/---

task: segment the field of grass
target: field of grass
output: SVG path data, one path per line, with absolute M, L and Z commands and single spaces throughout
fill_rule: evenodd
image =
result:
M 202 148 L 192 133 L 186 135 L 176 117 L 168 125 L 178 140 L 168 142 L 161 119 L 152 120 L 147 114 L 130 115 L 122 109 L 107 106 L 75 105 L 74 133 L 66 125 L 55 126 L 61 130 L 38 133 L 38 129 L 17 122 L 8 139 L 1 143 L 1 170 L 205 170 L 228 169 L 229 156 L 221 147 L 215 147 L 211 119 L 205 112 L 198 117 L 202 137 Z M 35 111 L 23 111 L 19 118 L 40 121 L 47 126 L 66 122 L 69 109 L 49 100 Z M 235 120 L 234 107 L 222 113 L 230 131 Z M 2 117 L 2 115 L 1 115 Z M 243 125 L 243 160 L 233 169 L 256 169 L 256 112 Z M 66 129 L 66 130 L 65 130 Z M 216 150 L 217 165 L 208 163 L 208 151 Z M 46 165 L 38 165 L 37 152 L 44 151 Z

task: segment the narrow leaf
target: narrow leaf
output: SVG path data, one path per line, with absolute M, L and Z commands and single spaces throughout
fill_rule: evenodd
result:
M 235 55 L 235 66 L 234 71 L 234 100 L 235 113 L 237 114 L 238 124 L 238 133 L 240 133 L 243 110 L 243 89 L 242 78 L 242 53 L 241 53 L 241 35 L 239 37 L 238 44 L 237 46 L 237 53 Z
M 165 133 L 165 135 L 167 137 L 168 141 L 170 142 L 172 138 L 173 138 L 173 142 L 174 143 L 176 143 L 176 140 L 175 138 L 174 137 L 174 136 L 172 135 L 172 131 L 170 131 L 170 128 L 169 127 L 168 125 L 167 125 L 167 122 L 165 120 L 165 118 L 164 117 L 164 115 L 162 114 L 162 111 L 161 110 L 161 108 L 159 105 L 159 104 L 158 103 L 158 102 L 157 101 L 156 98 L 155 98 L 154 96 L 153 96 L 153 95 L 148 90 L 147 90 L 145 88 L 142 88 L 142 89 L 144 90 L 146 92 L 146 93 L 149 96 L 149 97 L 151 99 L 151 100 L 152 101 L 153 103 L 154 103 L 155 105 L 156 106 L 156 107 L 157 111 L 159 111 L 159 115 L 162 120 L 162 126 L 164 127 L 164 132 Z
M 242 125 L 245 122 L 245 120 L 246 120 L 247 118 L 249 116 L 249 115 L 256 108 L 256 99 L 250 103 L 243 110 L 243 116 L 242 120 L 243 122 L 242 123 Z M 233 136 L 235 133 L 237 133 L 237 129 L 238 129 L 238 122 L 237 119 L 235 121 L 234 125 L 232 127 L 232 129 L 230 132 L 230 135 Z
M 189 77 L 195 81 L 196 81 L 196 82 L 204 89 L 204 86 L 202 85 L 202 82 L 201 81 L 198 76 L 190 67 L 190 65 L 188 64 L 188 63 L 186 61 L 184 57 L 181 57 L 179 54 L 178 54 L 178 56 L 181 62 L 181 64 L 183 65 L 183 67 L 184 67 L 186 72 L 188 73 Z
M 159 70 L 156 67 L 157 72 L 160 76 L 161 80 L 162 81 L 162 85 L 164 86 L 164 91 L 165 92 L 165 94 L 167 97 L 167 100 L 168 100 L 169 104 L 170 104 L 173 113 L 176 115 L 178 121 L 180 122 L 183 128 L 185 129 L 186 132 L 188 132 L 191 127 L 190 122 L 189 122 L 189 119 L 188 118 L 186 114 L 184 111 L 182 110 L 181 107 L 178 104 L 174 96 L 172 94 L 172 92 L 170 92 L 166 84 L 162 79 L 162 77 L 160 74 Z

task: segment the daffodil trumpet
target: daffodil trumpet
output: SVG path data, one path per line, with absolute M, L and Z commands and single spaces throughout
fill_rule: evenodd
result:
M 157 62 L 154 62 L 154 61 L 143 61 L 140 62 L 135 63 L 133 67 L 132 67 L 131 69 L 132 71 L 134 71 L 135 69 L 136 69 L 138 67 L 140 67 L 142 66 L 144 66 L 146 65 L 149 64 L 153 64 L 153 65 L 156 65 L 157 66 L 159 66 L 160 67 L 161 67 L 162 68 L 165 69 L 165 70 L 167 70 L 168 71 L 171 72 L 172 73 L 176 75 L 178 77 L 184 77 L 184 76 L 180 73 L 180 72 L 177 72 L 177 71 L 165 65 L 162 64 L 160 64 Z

\---

- [Goal]
Recast every line of the entries above as a JSON list of strings, one string per line, with blank lines omitted.

- [Output for this task]
[
  "task: segment the field of grass",
  "target: field of grass",
  "output: SVG path data, one path per line, with absolute M, L and Z commands and single spaces throughout",
  "fill_rule: evenodd",
  "image =",
  "result:",
  "M 202 148 L 192 133 L 186 135 L 176 117 L 168 125 L 178 140 L 168 142 L 161 119 L 152 120 L 147 114 L 130 115 L 122 109 L 107 106 L 75 105 L 74 133 L 66 125 L 55 126 L 61 130 L 38 133 L 38 129 L 17 122 L 8 139 L 1 143 L 1 170 L 205 170 L 228 169 L 229 156 L 221 147 L 215 147 L 211 119 L 205 112 L 198 117 L 202 137 Z M 35 111 L 23 111 L 19 118 L 40 121 L 47 126 L 66 122 L 69 109 L 49 100 Z M 235 120 L 234 107 L 222 113 L 230 131 Z M 2 117 L 2 115 L 1 115 Z M 243 125 L 243 160 L 233 169 L 256 169 L 256 112 Z M 66 129 L 66 130 L 65 130 Z M 216 150 L 217 165 L 208 163 L 208 151 Z M 46 165 L 38 165 L 37 152 L 44 151 Z",
  "task: segment the narrow leaf",
  "target: narrow leaf",
  "output: SVG path data, one path per line, with absolute M, L and Z commands and single spaces throughout",
  "fill_rule: evenodd",
  "result:",
  "M 235 55 L 235 66 L 234 71 L 234 100 L 235 113 L 237 114 L 238 124 L 238 133 L 240 133 L 243 110 L 243 89 L 242 78 L 242 53 L 241 53 L 241 35 L 239 37 L 238 44 L 237 46 L 237 53 Z",
  "M 165 133 L 165 135 L 167 137 L 168 141 L 170 142 L 172 138 L 173 138 L 173 142 L 174 143 L 176 143 L 176 140 L 175 138 L 174 137 L 174 136 L 172 135 L 172 131 L 170 131 L 170 128 L 169 127 L 168 125 L 167 125 L 167 122 L 165 120 L 165 118 L 164 117 L 164 115 L 162 114 L 162 111 L 161 110 L 161 108 L 159 105 L 159 104 L 158 103 L 158 102 L 157 101 L 156 98 L 155 98 L 154 96 L 153 96 L 153 95 L 148 90 L 147 90 L 145 88 L 142 88 L 142 89 L 144 90 L 146 92 L 146 93 L 149 96 L 149 97 L 151 99 L 151 100 L 152 101 L 153 103 L 154 103 L 155 105 L 156 106 L 156 107 L 157 111 L 159 111 L 159 115 L 162 120 L 162 126 L 164 127 L 164 132 Z",
  "M 242 125 L 245 122 L 245 120 L 246 120 L 247 118 L 249 116 L 249 115 L 256 108 L 256 99 L 250 103 L 243 110 L 243 116 L 242 120 L 243 122 L 242 123 Z M 233 136 L 235 133 L 237 133 L 237 129 L 238 129 L 238 122 L 237 119 L 235 121 L 234 125 L 232 127 L 232 129 L 230 132 L 230 135 Z",
  "M 189 77 L 195 81 L 196 81 L 196 82 L 204 89 L 204 86 L 202 85 L 202 82 L 201 81 L 198 76 L 190 67 L 190 65 L 188 64 L 188 63 L 186 61 L 184 57 L 181 57 L 179 54 L 178 54 L 178 56 L 181 62 L 181 64 L 183 65 L 183 67 L 184 67 L 186 72 L 188 73 Z",
  "M 159 70 L 156 67 L 157 72 L 160 76 L 161 80 L 162 81 L 162 85 L 164 86 L 164 91 L 165 92 L 165 94 L 167 97 L 167 100 L 168 100 L 169 104 L 170 104 L 173 113 L 176 115 L 178 121 L 180 122 L 183 128 L 185 129 L 186 132 L 188 132 L 191 127 L 190 122 L 189 122 L 189 119 L 188 118 L 186 114 L 184 111 L 182 110 L 181 107 L 178 104 L 174 96 L 172 94 L 172 92 L 170 92 L 166 84 L 162 79 L 162 77 L 160 74 Z",
  "task: segment the daffodil trumpet",
  "target: daffodil trumpet",
  "output: SVG path data, one path per line, with absolute M, L and Z commands and single spaces throughout",
  "fill_rule: evenodd",
  "result:",
  "M 157 62 L 154 62 L 154 61 L 143 61 L 140 62 L 135 63 L 133 67 L 132 67 L 131 69 L 132 71 L 134 71 L 135 69 L 136 69 L 138 67 L 140 67 L 142 66 L 144 66 L 146 65 L 149 64 L 153 64 L 153 65 L 156 65 L 157 66 L 159 66 L 160 67 L 161 67 L 162 68 L 165 69 L 165 70 L 167 70 L 168 71 L 171 72 L 172 73 L 176 75 L 178 77 L 184 77 L 184 76 L 180 73 L 180 72 L 177 72 L 177 71 L 165 65 L 162 64 L 160 64 Z"
]